EXERCISE DETAILS ▸ Write out every entry precisely as given, leaving the pictures out.

DATA LINES ▸
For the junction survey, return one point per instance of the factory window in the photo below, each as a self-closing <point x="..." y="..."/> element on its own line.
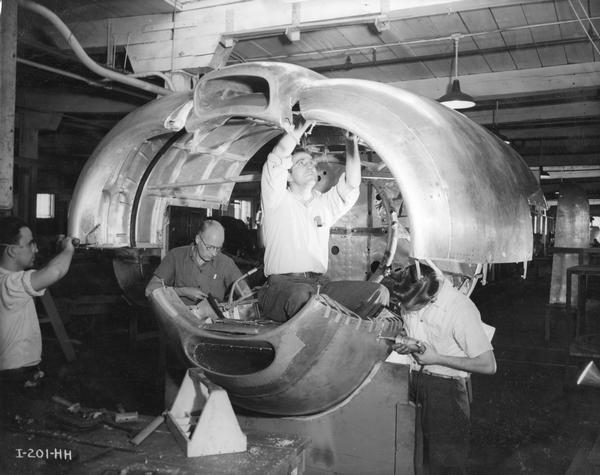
<point x="242" y="209"/>
<point x="44" y="208"/>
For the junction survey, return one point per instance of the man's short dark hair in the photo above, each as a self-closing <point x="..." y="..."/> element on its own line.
<point x="413" y="291"/>
<point x="10" y="231"/>
<point x="206" y="223"/>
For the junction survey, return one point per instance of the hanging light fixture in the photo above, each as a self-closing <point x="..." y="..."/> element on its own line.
<point x="543" y="173"/>
<point x="456" y="99"/>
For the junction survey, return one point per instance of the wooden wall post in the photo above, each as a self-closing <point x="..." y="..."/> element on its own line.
<point x="8" y="69"/>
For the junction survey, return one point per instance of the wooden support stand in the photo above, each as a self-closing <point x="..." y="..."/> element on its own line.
<point x="57" y="325"/>
<point x="202" y="419"/>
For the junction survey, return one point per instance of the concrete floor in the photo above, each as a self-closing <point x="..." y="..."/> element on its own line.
<point x="528" y="418"/>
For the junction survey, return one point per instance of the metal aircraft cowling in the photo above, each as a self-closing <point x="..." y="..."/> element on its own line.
<point x="467" y="199"/>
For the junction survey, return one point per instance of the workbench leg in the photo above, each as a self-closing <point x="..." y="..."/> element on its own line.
<point x="57" y="325"/>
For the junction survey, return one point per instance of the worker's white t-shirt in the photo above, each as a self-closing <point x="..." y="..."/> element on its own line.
<point x="20" y="336"/>
<point x="452" y="326"/>
<point x="296" y="232"/>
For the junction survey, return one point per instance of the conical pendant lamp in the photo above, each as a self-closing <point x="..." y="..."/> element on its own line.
<point x="455" y="98"/>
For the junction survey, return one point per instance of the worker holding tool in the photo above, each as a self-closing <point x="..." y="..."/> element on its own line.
<point x="296" y="224"/>
<point x="447" y="341"/>
<point x="199" y="269"/>
<point x="20" y="336"/>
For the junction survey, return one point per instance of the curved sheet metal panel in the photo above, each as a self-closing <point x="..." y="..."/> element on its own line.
<point x="468" y="194"/>
<point x="101" y="204"/>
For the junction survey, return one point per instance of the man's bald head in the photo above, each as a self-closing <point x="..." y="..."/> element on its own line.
<point x="209" y="239"/>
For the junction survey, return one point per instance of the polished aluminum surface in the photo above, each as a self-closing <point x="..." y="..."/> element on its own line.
<point x="468" y="195"/>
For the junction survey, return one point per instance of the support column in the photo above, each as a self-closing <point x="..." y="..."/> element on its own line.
<point x="28" y="148"/>
<point x="8" y="69"/>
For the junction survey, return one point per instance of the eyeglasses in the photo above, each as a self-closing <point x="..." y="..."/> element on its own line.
<point x="31" y="244"/>
<point x="209" y="247"/>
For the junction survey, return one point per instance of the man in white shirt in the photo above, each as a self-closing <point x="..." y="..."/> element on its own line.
<point x="296" y="223"/>
<point x="20" y="336"/>
<point x="455" y="343"/>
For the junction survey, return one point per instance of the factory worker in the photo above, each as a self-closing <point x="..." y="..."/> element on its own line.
<point x="296" y="223"/>
<point x="199" y="269"/>
<point x="20" y="335"/>
<point x="453" y="343"/>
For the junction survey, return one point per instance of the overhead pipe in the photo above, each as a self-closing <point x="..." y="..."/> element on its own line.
<point x="89" y="82"/>
<point x="83" y="56"/>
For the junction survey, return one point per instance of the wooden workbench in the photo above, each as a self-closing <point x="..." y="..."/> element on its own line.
<point x="31" y="448"/>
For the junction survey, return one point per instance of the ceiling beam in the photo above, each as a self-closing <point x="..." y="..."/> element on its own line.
<point x="188" y="38"/>
<point x="535" y="160"/>
<point x="543" y="112"/>
<point x="577" y="132"/>
<point x="349" y="66"/>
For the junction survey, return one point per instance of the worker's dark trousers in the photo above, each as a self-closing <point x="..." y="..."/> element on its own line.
<point x="285" y="294"/>
<point x="444" y="416"/>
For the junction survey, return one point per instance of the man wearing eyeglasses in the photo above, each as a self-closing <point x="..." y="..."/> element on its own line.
<point x="296" y="223"/>
<point x="199" y="269"/>
<point x="20" y="336"/>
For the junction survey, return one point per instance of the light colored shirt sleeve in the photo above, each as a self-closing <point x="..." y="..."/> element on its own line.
<point x="166" y="270"/>
<point x="17" y="288"/>
<point x="274" y="179"/>
<point x="469" y="333"/>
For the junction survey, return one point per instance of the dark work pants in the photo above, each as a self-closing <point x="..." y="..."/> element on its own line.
<point x="445" y="422"/>
<point x="283" y="296"/>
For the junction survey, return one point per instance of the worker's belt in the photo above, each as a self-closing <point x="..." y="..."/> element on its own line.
<point x="304" y="275"/>
<point x="443" y="376"/>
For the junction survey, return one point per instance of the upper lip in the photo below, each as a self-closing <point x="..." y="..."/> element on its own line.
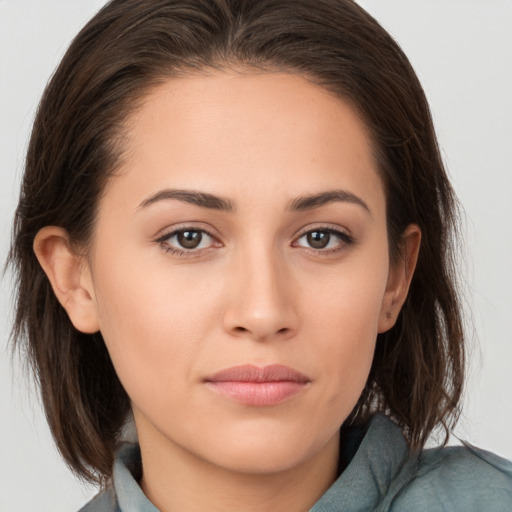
<point x="251" y="373"/>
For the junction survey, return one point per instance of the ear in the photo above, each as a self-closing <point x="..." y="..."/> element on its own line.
<point x="400" y="276"/>
<point x="69" y="276"/>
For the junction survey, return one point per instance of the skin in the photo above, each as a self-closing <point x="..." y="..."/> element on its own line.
<point x="254" y="292"/>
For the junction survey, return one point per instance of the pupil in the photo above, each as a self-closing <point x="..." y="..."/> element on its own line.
<point x="318" y="239"/>
<point x="189" y="239"/>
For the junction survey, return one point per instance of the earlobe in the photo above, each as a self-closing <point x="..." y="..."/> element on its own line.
<point x="69" y="277"/>
<point x="399" y="279"/>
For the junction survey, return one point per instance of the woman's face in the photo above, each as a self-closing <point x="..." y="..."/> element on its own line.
<point x="239" y="270"/>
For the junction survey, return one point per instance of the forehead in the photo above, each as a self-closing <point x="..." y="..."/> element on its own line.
<point x="239" y="133"/>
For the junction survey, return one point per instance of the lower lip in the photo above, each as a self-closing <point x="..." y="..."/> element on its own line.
<point x="258" y="394"/>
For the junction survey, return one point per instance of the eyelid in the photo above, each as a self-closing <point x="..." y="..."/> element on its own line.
<point x="345" y="237"/>
<point x="163" y="237"/>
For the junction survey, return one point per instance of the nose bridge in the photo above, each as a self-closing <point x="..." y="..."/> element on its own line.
<point x="261" y="303"/>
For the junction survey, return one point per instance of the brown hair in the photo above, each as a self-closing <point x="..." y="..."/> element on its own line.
<point x="130" y="46"/>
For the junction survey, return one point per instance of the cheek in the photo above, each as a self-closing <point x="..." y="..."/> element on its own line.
<point x="151" y="324"/>
<point x="344" y="326"/>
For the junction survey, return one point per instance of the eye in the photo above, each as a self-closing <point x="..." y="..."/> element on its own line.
<point x="328" y="240"/>
<point x="186" y="239"/>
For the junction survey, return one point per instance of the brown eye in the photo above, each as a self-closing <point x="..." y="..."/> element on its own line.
<point x="183" y="241"/>
<point x="318" y="239"/>
<point x="189" y="239"/>
<point x="324" y="240"/>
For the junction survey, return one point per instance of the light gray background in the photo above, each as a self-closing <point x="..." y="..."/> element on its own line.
<point x="462" y="51"/>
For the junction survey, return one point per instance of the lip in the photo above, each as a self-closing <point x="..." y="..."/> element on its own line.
<point x="255" y="386"/>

CORRECT ANSWER ▸
For the junction survey, return one point per instance of the factory window in the photo below, each as a self-closing <point x="..." y="..."/> element on its own line.
<point x="242" y="209"/>
<point x="44" y="208"/>
For the junction survey, return one point per instance of the man's short dark hair in the photo above, each as a self-closing <point x="..." y="..."/> element on its own line.
<point x="413" y="291"/>
<point x="10" y="231"/>
<point x="206" y="223"/>
For the junction survey, return one point per instance of the hanging light fixture in the photo above, each as a self-closing <point x="..." y="..."/> element on its own line.
<point x="543" y="173"/>
<point x="456" y="99"/>
For the junction survey, return one point per instance of the wooden wall post in the photo above, each as a self-closing <point x="..." y="..."/> element on its own line.
<point x="8" y="69"/>
For the junction survey, return one point per instance of the wooden support stand in the photo above, each as a self-closing <point x="..." y="..."/> element on its own line.
<point x="57" y="325"/>
<point x="202" y="419"/>
For the junction survey, return one point per instance of the concrete floor in the photo above, each as a self-closing <point x="..." y="..."/> element on its own line.
<point x="528" y="418"/>
For the junction survey, return one point per instance of the metal aircraft cowling in the photo above, each as a self-closing <point x="..." y="..."/> element on its own line.
<point x="467" y="199"/>
For the junction survey, return one point per instance of the workbench leg in the photo above, each as a self-closing <point x="..." y="..."/> element on its own line.
<point x="57" y="325"/>
For the junction survey, return one point per instance of the worker's white t-shirt in the photo above, each as a self-closing <point x="..." y="..."/> element on its own line.
<point x="20" y="336"/>
<point x="452" y="326"/>
<point x="296" y="232"/>
For the junction survey, return one point per instance of the conical pendant lamp in the photo above, each as a self-closing <point x="..." y="..."/> element on its own line.
<point x="455" y="98"/>
For the junction survey, return one point per instance of the worker holding tool in the photo above, each as a self-closing <point x="..." y="..."/> element on its own line.
<point x="296" y="224"/>
<point x="447" y="341"/>
<point x="199" y="269"/>
<point x="20" y="336"/>
For the junction survey, return one point per instance of the curved sheet metal panel in the photo above, each as a self-closing <point x="..." y="..."/> element on its own line.
<point x="468" y="194"/>
<point x="101" y="204"/>
For the junction survey, return one point per instance of the man's bald head in the photo above, each as a self-closing <point x="..." y="..."/> element on its own line.
<point x="209" y="239"/>
For the junction survey, return one point per instance of the polished aluminum surface in the photo above, each as a self-closing <point x="..." y="..."/> element on its own line.
<point x="468" y="195"/>
For the junction survey, return one point per instance of the support column in the photo above, each as a self-closing <point x="..." y="..."/> element on its own line.
<point x="28" y="148"/>
<point x="8" y="69"/>
For the junction survey, return one point per instance of the eyeglasses in the photo above, each as a self-closing <point x="..." y="..."/> element on its own line.
<point x="31" y="244"/>
<point x="209" y="247"/>
For the junction survey, return one point per instance of the man in white shirt in the photo above, each as a self-closing <point x="..." y="..."/> element on its own line.
<point x="296" y="223"/>
<point x="20" y="336"/>
<point x="455" y="343"/>
For the junction survey, return one point per instance of the factory worker in the photo above, each as a self-closing <point x="..." y="..."/> element on its own line.
<point x="296" y="223"/>
<point x="199" y="269"/>
<point x="20" y="335"/>
<point x="453" y="343"/>
For the junction survey, return one point per instance of the overhead pipe in the photo above, each as a self-closing <point x="..." y="..."/> element on its own line.
<point x="89" y="82"/>
<point x="83" y="56"/>
For the junction survey, return one point per instance of the wooden workbench in the photo above, each as a self-closing <point x="..." y="..."/> element on its own line.
<point x="31" y="448"/>
For the junction survey, return one point per instance of the ceiling beam in the photo above, each as a self-closing <point x="..." y="..."/> element on its own line.
<point x="188" y="38"/>
<point x="535" y="160"/>
<point x="543" y="112"/>
<point x="577" y="132"/>
<point x="349" y="66"/>
For the junction survey, return one point per instance of the worker's dark trousers in the photo above, each as a self-closing <point x="..." y="..."/> element on its own line.
<point x="285" y="294"/>
<point x="444" y="416"/>
For the junction survey, return one point per instance of the man wearing eyeglasses in the photo above, each as a self-closing <point x="..." y="..."/> element on its own line.
<point x="296" y="223"/>
<point x="199" y="269"/>
<point x="20" y="336"/>
For the junction survey, return one point per instance of the light colored shirt sleeve in the photo above, each as a self-closing <point x="..." y="..."/> element on its own line.
<point x="166" y="270"/>
<point x="17" y="288"/>
<point x="274" y="179"/>
<point x="469" y="333"/>
For the junction survey, return one point per instance of the dark work pants in the photo above, each as a self-closing <point x="..." y="..."/> element on its own line.
<point x="445" y="422"/>
<point x="283" y="296"/>
For the junction survey, return one point per instance of the worker's belt in the photo above, each as a self-closing <point x="..." y="..."/> element on its own line.
<point x="304" y="275"/>
<point x="443" y="376"/>
For the junction survey, return one point per instance of the upper lip in the photo below, each as a self-closing <point x="..." y="..."/> element on its own line.
<point x="251" y="373"/>
For the junction survey, return one point per instance of the ear in the photo above, each as a self-closing <point x="..." y="..."/> element on its own line.
<point x="400" y="276"/>
<point x="69" y="276"/>
For the junction survey, return one point per instance of the skin in the photo above, each as a self-closing <point x="..." y="..."/> element on its own line.
<point x="254" y="292"/>
For the junction survey, return one point per instance of the pupil in the photo above, each as a self-closing <point x="..." y="..."/> element on its own line.
<point x="318" y="239"/>
<point x="189" y="239"/>
For the junction survey, return one point per instance of the earlobe in the photo above, each as a self-closing <point x="..." y="..."/> element on its own line.
<point x="69" y="277"/>
<point x="399" y="279"/>
For the junction survey, return one point per instance of the woman's face in the photo above, each as a self-closing <point x="..." y="..."/> element on its own line.
<point x="239" y="270"/>
For the junction survey, return one point per instance of the forehead in the photo above, each as a self-closing <point x="..." y="..."/> element on its own line.
<point x="239" y="133"/>
For the junction survey, return one point per instance of the lower lip in the photo above, each as a self-closing <point x="..." y="..."/> element on its own line.
<point x="258" y="394"/>
For the junction survey, return one point per instance of the eyelid in the photo above, each as a self-closing <point x="..." y="..."/> element on its own line.
<point x="345" y="237"/>
<point x="163" y="237"/>
For the junction survey, return one point per instance of the nose bridge in the photo above, each as a self-closing <point x="..." y="..."/> element on its own line.
<point x="261" y="303"/>
For the junction survey, return one point per instance of the brown hair in the photo above, each as a self-closing <point x="..." y="..."/> element on its own line.
<point x="130" y="46"/>
For the junction survey, return one point per instance of the cheek in the photo above, each as a self-closing <point x="..." y="..."/> element on its own line.
<point x="151" y="324"/>
<point x="344" y="326"/>
For the junction survey, return one point per instance of the eye in the photo above, each as a self-closing <point x="..." y="..."/> element on its own line.
<point x="328" y="240"/>
<point x="186" y="239"/>
For the junction survey, return one point per instance of the brown eye in the photo above, each as a self-closing <point x="..." y="..."/> element on its own line.
<point x="183" y="241"/>
<point x="318" y="239"/>
<point x="189" y="239"/>
<point x="324" y="240"/>
For the junction survey, return one point per instance of the light gray background in the photo above, each as a self-closing <point x="..." y="..."/> element on its own line.
<point x="462" y="51"/>
For the junction survey, return one point per instance of the lip in the photo above, each as a self-closing <point x="..." y="..."/> element on its own line.
<point x="255" y="386"/>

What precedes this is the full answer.